• **Stated exercise**
Write out the part of the fluid dynamics text starting with "Selective Suction" and going on through "Cohen et al.)", word for word.

• **Article**
This is not to suggest that no fluid dynamicist has done work worthy of a Nobel Prize. Ludwig Prandtl, for example, revolutionized fluid dynamics with the concept of the boundary layer (pdf) in 1904 but never received the Nobel Prize for it, perhaps because the committee shied from giving the award for an achievement in classical physics. General consensus among fluid dynamicists is that anyone who can prove a solution for turbulence using the Navier-Stokes equation will likely receive a Nobel Prize in addition to a Millennium Prize. In the meantime, we carry on investigating fluids not for the chance at glory, but for the joy and beauty of the subject. (Image credits: Improbable Research and Wikipedia)

Selective Suction
A thin spout of water is drawn up through a layer of oil in the photo on the right. This simple version of the selective withdrawal experiment is illustrated in Figure A, in which a layer of viscous oil floats above a layer of water. A tube introduced in the oil sucks fluid upward. At low flow rates, only the oil will be drawn into the tube, but as the flow rate increases (or the tube’s height above the water decreases), a tiny thread of water will be pulled upward as well. The viscous outer fluid helps suppress instabilities that might break up the inner fluid, and their relative viscosities determine the thickness of the initial spout. In this example, the oil is 195 times more viscous than the water. (Photo credit: I. Cohen et al.)

• **Data block**
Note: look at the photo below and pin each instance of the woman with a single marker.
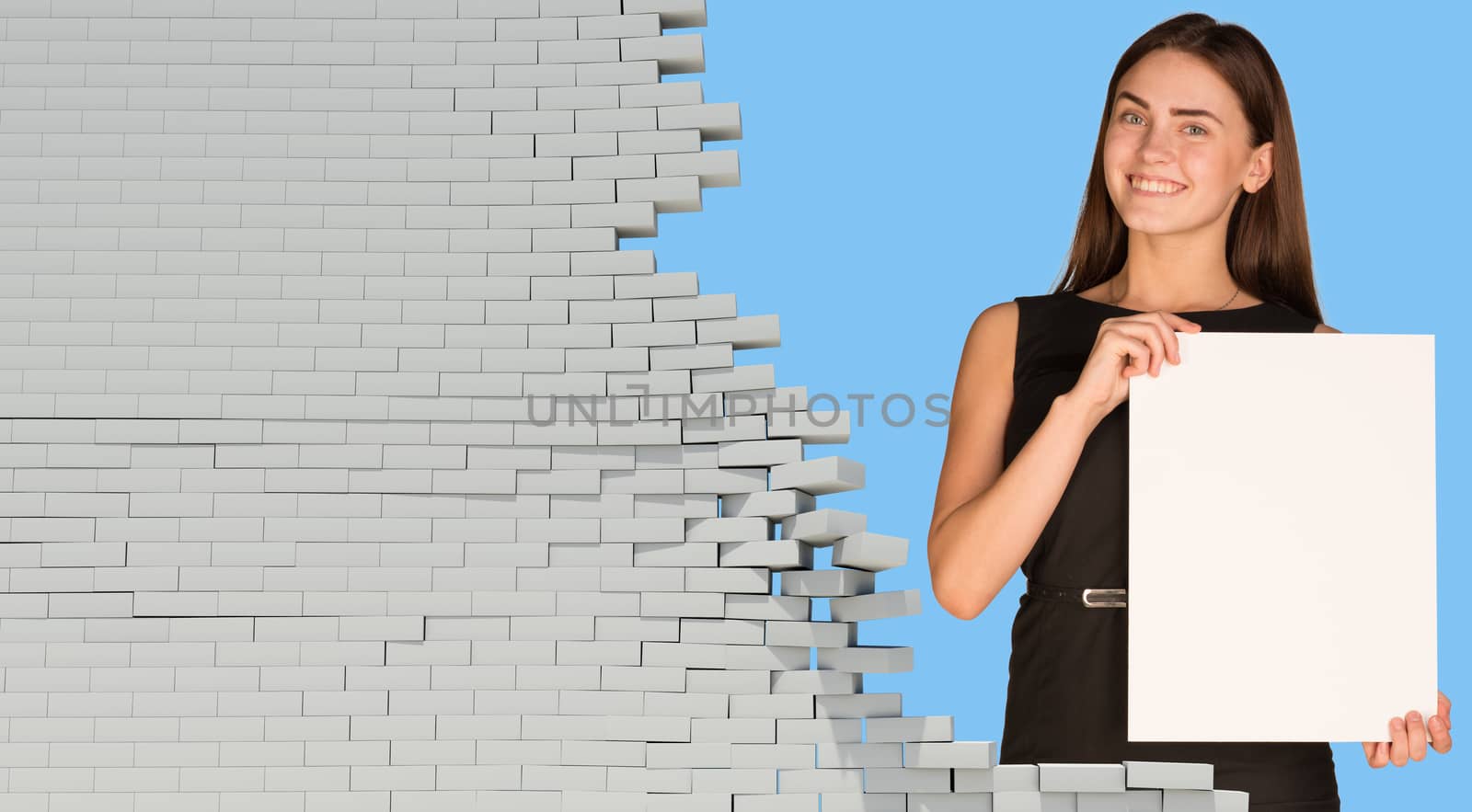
(1192, 220)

• **The response**
Selective Suction
A thin spout of water is drawn up through a layer of oil in the photo on the right. This simple version of the selective withdrawal experiment is illustrated in Figure A, in which a layer of viscous oil floats above a layer of water. A tube introduced in the oil sucks fluid upward. At low flow rates, only the oil will be drawn into the tube, but as the flow rate increases (or the tube’s height above the water decreases), a tiny thread of water will be pulled upward as well. The viscous outer fluid helps suppress instabilities that might break up the inner fluid, and their relative viscosities determine the thickness of the initial spout. In this example, the oil is 195 times more viscous than the water. (Photo credit: I. Cohen et al.)